**WORK INSTRUCTIONS**
1. Rewrite the passage on collectivism from "But if we do" up to and including "points may advance.", replacing "shopping list" with "checklist".
2. In the passage on collectivism, what did the Roosevelt government put in place of the NRA?

**SELECTED EXTRACT**
[Start of section]
Two years later, the US Supreme Court voted unanimously that the NRA was unconstitutional.

Undaunted, the Roosevelt government replaced the NRA with the National Labor Relations Act (NLRA).

The Roosevelt argument in favour of the NLRA was that the Great Depression was caused by market instability that could be corrected only by government intervention and control through a central planned economy.

Historians are fond of telling the tale of Messrs. Jefferson and Madison who argued so strenuously for Freedom in the late eighteenth century that the new United States is said to have begun as the freest country that has ever existed.

That view is quite true, but in stating it by itself, we may overlook the fact that a concurrent effort was also very much in play at that time.

In fact, the first presidential cabinet was deeply divided between the Jeffersonian idea of Freedom and the Hamiltonian concept of central planning and control.

Although the US became a shining example of Freedom to the world, it is nonetheless true that, from the start, Liberty’s “evil twin” was both active and evolving.

It should come as little surprise then, that as we observe the US today, the Green New Deal can be seen as a logical next step in the spirit of the NLRA.

Indeed, whilst the details of collectivism may change from time to time, the overall objectives remain the same:

  • Rule by a small (preferably unelected) elite group
  • Central control of production (socialism) or central ownership of production (communism) or a combination thereof
  • Central control of the creation and management of all currency
  • Control of the populace by a police state
  • The limitation of free choice and wealth creation amongst the populace, in order to maintain a permanent condition of subservience

When we look at this shopping list for tyranny, we see that it’s nothing new. It’s true, however, that we tend not to generally regard these items as a cohesive list, but rather as an assortment of vaguely related concepts that seem to annoyingly rear their ugly heads with a fair bit of regularity.

But if we do make the effort to consider them as a shopping list for the would-be elite, they take on an entirely different light.

It becomes clear to us that, from one generation to the next, each of these objectives is moved forward as much as possible, as often as possible.

Over the course of one decade, one or more bullet points advance. In another decade, a different combination of points may advance.
[End of section]
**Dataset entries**
[Start of section]
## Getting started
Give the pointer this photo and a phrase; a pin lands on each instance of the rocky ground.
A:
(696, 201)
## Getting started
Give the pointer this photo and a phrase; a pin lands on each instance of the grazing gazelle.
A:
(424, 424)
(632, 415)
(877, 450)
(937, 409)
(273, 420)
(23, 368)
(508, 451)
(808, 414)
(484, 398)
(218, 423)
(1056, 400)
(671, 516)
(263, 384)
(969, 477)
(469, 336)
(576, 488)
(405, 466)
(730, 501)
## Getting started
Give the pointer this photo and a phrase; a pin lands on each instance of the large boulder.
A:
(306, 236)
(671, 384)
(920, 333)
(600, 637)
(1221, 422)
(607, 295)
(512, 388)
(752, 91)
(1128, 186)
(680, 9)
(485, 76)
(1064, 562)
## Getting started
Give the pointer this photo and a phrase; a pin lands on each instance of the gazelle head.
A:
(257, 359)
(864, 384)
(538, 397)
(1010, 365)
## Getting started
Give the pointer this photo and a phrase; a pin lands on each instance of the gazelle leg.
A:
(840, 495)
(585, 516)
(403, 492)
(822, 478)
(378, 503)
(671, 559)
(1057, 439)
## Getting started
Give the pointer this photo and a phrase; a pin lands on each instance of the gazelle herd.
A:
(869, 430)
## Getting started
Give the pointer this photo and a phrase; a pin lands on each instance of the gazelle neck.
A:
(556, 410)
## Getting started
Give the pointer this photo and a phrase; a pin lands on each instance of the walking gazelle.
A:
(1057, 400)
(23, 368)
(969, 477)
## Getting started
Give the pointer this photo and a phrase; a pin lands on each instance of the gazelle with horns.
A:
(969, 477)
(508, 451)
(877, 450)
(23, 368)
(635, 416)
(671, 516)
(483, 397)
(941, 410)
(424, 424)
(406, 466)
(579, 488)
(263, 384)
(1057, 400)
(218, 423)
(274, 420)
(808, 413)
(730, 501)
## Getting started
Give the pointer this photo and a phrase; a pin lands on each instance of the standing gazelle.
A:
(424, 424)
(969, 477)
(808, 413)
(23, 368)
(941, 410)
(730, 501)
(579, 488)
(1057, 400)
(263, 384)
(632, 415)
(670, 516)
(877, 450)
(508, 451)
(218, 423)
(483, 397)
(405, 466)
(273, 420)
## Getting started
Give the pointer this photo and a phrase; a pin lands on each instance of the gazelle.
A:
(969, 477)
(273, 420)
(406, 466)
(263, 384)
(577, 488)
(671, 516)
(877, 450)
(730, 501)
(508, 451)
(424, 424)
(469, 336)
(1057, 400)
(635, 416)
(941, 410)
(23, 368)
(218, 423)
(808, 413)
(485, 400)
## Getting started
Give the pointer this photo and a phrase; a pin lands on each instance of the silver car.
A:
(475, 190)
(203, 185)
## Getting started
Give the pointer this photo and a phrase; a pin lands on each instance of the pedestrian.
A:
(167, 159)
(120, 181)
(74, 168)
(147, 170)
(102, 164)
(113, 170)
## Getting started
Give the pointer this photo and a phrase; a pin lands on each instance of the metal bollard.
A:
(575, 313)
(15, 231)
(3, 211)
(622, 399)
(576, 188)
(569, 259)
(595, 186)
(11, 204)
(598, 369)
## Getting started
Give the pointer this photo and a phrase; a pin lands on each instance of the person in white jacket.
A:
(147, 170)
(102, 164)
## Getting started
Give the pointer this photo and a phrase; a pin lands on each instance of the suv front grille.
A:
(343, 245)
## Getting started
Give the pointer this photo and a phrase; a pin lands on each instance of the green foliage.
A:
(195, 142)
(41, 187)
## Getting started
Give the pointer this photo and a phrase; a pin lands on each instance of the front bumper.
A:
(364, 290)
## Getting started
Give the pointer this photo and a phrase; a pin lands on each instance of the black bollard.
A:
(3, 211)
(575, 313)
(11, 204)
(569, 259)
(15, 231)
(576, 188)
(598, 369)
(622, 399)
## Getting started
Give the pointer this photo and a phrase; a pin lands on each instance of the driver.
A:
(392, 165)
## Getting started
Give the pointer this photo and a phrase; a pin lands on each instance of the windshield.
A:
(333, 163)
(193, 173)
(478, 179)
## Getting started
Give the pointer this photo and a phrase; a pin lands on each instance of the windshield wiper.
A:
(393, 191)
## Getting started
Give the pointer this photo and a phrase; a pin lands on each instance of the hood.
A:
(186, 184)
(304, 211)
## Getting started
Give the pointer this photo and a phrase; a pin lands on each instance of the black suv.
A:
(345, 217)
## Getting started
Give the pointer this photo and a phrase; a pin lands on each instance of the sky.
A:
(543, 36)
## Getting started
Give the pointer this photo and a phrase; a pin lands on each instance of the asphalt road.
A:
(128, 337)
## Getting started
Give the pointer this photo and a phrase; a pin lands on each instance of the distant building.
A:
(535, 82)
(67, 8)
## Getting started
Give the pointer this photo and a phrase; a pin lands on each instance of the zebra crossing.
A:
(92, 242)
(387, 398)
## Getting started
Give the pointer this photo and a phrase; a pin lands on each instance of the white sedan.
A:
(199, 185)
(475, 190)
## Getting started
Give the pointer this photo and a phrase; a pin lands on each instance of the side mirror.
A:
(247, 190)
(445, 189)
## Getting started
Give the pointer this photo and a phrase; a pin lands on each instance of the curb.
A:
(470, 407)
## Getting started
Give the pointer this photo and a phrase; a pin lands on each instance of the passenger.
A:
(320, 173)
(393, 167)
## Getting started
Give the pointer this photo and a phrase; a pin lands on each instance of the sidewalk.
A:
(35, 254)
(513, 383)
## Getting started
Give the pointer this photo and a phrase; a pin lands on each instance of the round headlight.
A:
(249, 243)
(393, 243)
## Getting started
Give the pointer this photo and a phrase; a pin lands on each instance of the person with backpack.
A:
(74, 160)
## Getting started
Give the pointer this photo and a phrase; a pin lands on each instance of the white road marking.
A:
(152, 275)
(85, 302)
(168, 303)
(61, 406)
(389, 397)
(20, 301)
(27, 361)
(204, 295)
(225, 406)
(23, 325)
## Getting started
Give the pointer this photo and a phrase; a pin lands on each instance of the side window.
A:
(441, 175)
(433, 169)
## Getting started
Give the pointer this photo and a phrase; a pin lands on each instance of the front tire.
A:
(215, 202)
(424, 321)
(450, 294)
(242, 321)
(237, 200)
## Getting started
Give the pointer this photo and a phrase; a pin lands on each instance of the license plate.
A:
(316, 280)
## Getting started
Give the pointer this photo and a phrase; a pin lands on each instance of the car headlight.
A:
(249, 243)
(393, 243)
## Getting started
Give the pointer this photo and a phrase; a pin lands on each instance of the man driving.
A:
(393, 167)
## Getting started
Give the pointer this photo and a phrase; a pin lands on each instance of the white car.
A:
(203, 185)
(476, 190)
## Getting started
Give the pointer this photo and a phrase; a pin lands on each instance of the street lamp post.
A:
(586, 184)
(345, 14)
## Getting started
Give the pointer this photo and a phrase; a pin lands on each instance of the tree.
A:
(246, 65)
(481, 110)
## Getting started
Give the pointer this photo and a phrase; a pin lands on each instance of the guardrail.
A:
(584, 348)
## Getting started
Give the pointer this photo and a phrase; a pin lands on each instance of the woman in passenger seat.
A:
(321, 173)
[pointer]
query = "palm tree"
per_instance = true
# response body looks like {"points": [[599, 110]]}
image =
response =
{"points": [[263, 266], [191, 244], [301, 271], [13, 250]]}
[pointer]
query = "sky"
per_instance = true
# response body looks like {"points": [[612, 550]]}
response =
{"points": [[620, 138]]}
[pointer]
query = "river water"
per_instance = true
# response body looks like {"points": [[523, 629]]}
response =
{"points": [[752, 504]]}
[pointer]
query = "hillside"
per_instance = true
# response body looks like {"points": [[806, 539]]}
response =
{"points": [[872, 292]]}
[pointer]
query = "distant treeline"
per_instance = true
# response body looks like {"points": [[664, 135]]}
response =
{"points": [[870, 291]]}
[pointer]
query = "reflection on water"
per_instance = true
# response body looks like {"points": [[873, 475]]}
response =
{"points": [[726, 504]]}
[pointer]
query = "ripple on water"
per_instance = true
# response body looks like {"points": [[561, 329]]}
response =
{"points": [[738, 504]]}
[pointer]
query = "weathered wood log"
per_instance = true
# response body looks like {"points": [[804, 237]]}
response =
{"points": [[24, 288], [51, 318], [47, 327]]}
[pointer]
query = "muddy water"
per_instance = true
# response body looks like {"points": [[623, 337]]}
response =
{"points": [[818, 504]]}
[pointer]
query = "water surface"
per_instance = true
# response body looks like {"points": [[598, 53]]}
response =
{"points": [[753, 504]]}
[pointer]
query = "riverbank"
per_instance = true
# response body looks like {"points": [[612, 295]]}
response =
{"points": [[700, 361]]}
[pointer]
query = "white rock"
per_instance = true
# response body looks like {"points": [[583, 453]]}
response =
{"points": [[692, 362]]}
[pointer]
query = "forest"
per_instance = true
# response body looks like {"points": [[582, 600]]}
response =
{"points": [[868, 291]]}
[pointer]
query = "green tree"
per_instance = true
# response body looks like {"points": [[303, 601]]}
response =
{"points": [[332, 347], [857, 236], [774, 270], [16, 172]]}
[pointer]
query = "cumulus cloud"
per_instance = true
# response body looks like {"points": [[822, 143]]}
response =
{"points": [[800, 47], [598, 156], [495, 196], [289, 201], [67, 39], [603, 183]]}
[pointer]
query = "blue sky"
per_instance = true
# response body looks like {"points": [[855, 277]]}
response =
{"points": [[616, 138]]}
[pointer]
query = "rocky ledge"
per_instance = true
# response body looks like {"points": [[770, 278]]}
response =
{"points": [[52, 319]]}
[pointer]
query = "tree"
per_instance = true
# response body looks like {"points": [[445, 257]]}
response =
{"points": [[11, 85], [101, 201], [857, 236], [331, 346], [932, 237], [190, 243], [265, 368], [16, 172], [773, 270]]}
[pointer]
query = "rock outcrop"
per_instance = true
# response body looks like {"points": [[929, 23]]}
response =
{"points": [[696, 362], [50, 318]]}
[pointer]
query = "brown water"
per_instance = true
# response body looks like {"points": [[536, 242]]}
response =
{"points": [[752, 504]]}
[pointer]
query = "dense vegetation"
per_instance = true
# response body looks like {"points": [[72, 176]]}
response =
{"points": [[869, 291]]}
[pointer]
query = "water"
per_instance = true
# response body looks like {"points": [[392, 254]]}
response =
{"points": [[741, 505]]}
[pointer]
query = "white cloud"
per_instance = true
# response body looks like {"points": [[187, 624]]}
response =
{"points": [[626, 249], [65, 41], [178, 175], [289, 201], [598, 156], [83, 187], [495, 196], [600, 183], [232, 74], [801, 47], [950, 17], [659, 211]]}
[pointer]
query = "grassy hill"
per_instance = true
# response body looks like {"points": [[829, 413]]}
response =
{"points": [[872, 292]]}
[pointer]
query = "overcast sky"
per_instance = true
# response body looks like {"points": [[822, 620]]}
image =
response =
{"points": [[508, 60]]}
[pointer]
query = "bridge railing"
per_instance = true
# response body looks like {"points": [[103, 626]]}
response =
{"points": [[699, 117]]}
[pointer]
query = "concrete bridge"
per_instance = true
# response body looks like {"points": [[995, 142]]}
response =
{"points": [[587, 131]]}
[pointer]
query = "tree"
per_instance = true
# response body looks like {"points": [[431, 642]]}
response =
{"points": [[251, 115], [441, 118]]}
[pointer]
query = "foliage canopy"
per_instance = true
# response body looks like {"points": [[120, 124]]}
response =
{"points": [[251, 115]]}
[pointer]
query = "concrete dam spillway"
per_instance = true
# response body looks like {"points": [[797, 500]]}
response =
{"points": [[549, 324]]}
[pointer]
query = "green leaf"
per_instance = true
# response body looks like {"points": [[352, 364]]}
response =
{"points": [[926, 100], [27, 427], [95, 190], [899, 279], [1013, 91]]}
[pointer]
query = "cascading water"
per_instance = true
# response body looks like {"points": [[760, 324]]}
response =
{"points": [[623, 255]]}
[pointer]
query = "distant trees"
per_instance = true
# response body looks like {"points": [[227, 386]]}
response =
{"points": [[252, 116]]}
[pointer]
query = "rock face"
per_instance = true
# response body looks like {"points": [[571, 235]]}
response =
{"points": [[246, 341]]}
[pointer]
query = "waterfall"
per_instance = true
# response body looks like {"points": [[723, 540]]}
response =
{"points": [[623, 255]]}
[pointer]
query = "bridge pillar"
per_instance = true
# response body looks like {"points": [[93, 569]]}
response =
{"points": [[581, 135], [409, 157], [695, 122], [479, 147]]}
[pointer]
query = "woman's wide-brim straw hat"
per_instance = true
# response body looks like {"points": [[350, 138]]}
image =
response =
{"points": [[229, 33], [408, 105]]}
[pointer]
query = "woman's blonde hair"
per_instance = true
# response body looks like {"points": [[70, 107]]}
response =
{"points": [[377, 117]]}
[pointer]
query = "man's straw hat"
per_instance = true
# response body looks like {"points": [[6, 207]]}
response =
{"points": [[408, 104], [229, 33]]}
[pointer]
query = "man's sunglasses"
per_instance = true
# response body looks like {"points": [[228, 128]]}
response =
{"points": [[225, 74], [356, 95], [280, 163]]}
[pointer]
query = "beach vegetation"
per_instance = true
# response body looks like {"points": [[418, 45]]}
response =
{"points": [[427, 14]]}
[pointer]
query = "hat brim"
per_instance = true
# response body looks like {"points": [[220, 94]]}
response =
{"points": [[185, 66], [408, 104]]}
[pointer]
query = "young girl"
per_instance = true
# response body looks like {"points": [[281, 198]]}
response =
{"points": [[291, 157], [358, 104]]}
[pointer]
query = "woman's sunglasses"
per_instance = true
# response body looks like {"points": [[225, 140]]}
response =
[End of section]
**TASK ANSWERS**
1.
But if we do make the effort to consider them as a checklist for the would-be elite, they take on an entirely different light.

It becomes clear to us that, from one generation to the next, each of these objectives is moved forward as much as possible, as often as possible.

Over the course of one decade, one or more bullet points advance. In another decade, a different combination of points may advance.

2. The National Labor Relations Act (NLRA).